### Excerpt provided
On Tuesday Oct. 27, Gina Siepel presented her work-in-progress environmental arts project, “To Understand a Tree.” The virtual event was hosted by Joanne Benkley, the chair of the Environmental Concentration, and sponsored by the Smith College Arts Afield Program along with the Kestrel Land Trust.
For the last two years, Siepel has been spending most of her days in the woods at the MacLeish Field Station studying the forest, searching for a deeper connection with one particular tree. She hopes that her project will forge a new ecological consciousness and allow her deeper insight into the life of a tree.
Siepel is a woodworker based in the Pioneer Valley. She has spent a considerable amount of time studying early colonial furniture making and is interested in the intersection between material, design, craft, gender and history. She has worked in the Amherst Theater department designing performance sets, as well as the Mount Holyoke Studio Art Department. Her art has been exhibited in galleries across the local area. Many of her works involve large wooden installations in which the construction is a part of the piece itself.
######
**Questions:**
(1) Echo the article about Gina Siepel's tree project word for word, starting with "For the last" and going on through "life of a tree.".
(2) In the article about Gina Siepel's tree project, condense the paragraph beginning "Siepel is a woodworker" into a short bulleted list that keeps its main facts.
(3) Go on with the article about Gina Siepel's tree project, picking up after its final sentence.
### Data extract
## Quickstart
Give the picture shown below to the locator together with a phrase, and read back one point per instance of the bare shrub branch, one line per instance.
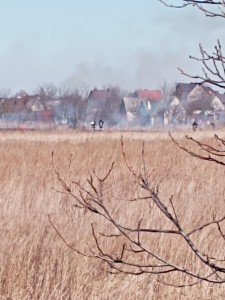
(134, 255)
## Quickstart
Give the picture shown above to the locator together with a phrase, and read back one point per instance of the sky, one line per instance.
(98, 43)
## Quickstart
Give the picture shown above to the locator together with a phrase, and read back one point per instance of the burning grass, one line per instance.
(36, 264)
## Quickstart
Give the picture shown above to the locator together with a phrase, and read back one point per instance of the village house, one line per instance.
(194, 100)
(144, 108)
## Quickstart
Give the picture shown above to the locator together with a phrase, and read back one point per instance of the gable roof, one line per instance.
(182, 90)
(100, 94)
(150, 95)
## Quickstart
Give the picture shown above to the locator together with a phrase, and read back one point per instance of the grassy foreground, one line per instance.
(36, 264)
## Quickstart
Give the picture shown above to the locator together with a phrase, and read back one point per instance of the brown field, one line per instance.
(34, 261)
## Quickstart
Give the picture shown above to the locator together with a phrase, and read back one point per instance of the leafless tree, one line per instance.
(4, 93)
(213, 64)
(47, 91)
(135, 254)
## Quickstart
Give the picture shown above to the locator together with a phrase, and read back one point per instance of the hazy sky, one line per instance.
(133, 43)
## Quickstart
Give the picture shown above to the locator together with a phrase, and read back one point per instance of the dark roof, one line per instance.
(100, 94)
(150, 95)
(183, 90)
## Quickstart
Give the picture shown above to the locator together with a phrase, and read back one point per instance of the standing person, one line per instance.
(195, 125)
(100, 123)
(93, 124)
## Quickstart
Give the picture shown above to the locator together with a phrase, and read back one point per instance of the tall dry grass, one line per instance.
(36, 264)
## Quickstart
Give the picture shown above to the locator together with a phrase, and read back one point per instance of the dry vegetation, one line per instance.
(34, 261)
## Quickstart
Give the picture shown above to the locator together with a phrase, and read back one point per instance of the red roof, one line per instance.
(151, 95)
(100, 94)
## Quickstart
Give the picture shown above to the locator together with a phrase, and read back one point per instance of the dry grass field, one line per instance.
(36, 264)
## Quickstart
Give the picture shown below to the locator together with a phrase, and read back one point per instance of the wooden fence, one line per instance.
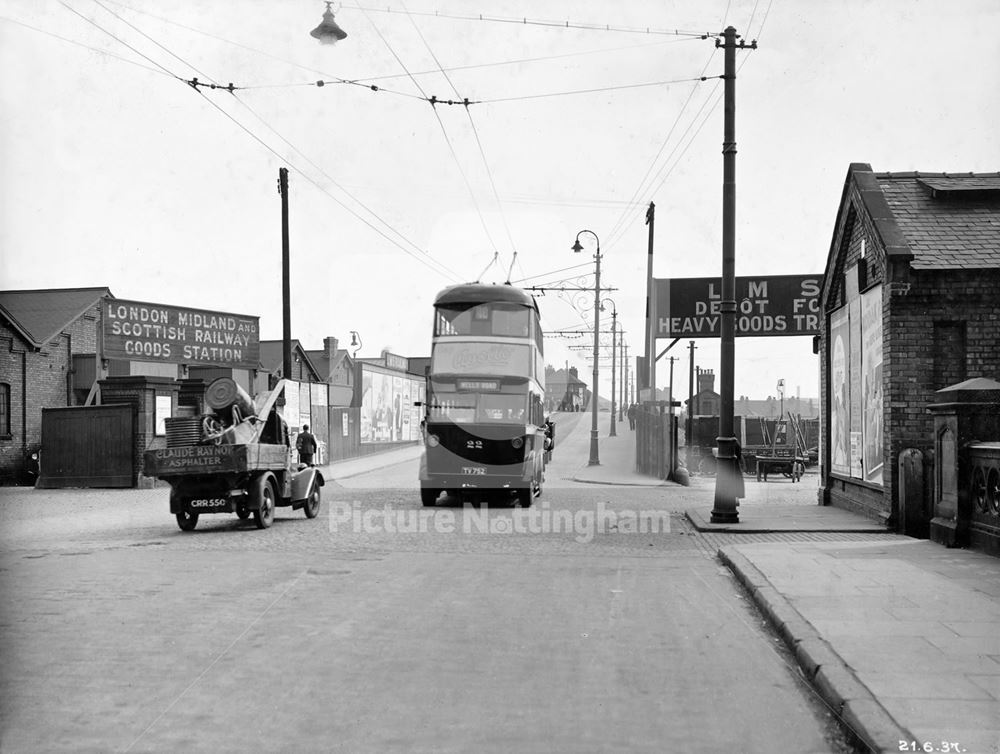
(655, 441)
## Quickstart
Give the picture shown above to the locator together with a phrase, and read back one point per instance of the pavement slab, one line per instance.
(890, 655)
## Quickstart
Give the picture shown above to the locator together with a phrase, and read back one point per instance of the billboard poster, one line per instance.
(396, 417)
(766, 306)
(872, 457)
(367, 407)
(140, 331)
(407, 433)
(290, 411)
(840, 420)
(387, 410)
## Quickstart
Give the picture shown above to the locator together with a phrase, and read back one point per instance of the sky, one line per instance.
(117, 172)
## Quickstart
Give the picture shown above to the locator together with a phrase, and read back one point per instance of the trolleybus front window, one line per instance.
(487, 408)
(483, 319)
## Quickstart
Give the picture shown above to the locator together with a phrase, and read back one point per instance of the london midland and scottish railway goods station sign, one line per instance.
(139, 331)
(768, 305)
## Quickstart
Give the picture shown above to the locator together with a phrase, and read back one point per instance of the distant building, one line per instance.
(564, 390)
(48, 342)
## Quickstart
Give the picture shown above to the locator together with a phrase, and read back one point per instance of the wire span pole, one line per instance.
(728, 478)
(286, 286)
(614, 355)
(650, 309)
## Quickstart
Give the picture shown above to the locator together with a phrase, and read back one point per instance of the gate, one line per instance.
(655, 441)
(88, 446)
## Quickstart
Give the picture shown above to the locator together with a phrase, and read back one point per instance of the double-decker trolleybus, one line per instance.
(484, 417)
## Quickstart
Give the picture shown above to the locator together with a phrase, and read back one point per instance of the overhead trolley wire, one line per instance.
(524, 21)
(120, 41)
(149, 38)
(444, 131)
(158, 70)
(425, 259)
(475, 133)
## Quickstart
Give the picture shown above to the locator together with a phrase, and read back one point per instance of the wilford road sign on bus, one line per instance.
(766, 305)
(139, 331)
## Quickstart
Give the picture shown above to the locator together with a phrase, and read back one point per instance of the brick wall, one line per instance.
(966, 299)
(916, 361)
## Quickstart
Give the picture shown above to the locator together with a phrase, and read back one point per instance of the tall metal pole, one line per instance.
(650, 308)
(670, 397)
(614, 325)
(689, 424)
(286, 297)
(728, 479)
(595, 459)
(623, 389)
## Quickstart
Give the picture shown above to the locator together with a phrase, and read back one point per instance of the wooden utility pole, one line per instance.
(728, 478)
(650, 309)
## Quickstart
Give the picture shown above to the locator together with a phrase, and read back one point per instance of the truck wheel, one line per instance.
(311, 508)
(263, 496)
(187, 521)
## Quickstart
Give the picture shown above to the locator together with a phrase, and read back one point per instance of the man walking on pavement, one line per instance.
(306, 445)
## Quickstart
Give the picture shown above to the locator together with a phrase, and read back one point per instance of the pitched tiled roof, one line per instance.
(40, 315)
(272, 355)
(950, 221)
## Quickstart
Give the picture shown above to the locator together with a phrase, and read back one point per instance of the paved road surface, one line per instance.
(122, 633)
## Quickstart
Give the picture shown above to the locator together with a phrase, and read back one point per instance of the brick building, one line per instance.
(43, 335)
(910, 306)
(564, 390)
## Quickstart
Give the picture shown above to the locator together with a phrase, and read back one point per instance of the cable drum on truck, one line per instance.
(224, 392)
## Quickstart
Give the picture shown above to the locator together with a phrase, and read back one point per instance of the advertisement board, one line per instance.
(855, 383)
(140, 331)
(765, 306)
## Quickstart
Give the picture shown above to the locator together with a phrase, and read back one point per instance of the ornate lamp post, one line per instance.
(594, 453)
(328, 32)
(614, 334)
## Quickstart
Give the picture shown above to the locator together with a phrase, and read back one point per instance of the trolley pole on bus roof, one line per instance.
(595, 459)
(728, 478)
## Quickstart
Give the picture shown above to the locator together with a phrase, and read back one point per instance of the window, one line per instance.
(949, 340)
(4, 409)
(483, 319)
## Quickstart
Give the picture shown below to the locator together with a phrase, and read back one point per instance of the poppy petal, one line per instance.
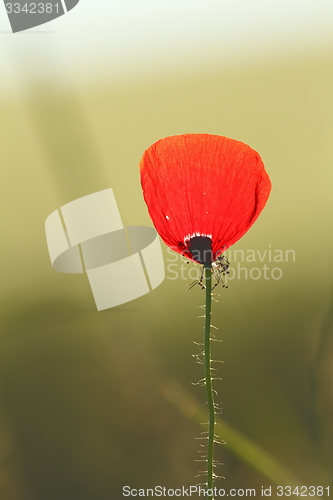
(203, 185)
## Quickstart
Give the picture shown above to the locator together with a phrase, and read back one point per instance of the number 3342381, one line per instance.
(32, 8)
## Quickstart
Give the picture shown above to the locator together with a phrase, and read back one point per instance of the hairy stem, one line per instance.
(208, 379)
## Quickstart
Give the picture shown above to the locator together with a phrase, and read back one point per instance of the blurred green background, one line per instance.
(83, 407)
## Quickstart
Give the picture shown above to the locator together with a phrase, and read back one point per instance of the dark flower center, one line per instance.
(201, 250)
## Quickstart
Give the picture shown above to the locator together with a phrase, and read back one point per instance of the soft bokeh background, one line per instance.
(83, 411)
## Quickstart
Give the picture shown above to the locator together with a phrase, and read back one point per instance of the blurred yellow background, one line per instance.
(82, 406)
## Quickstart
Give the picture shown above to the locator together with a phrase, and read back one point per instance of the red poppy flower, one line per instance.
(203, 191)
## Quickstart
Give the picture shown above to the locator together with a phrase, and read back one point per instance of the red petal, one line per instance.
(204, 185)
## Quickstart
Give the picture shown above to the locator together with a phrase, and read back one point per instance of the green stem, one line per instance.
######
**Expected responses:**
(1)
For the last two years, Siepel has been spending most of her days in the woods at the MacLeish Field Station studying the forest, searching for a deeper connection with one particular tree. She hopes that her project will forge a new ecological consciousness and allow her deeper insight into the life of a tree.

(2)
- Woodworker based in the Pioneer Valley
- Has studied early colonial furniture making at length
- Interested in the intersection of material, design, craft, gender and history
- Has designed performance sets for the Amherst Theater department and worked in the Mount Holyoke Studio Art Department
- Has exhibited in galleries across the local area
- Many works are large wooden installations whose construction is part of the piece

(3)
Her latest project is a study of the material from which much of her art work originates. Through this project, she asks, how does having a relationship with a tree change the woodworking process once the tree has been cut down? Inspired by American contemporary artists like Richard Serra, Siepel prioritizes the medium and the process, searching for truth in the material itself.
Working with a team of ecologists, Siepel has learned about the ecosystems surrounding her tree of study. She has begun to realize that each individual tree cannot be separated; each one is inherently connected to the other and the surrounding wildlife. Yet each tree retains unique features that can be seen with closer observation. Learning from the trained eye of an arborist, Siepel began to notice the subtleties in the tree’s bark that indicated knots in the wood below the topical layer. This intimate attention to detail evolved over time. As she grew more attuned to the wildlife, Siepel noticed when particular birds came to visit the tree and when they were no longer present, and how the lighting changed in the forest with the passage of hours. Focusing on the minutiae of the surrounding wildlife enriched Siepels experience of the tree she studied.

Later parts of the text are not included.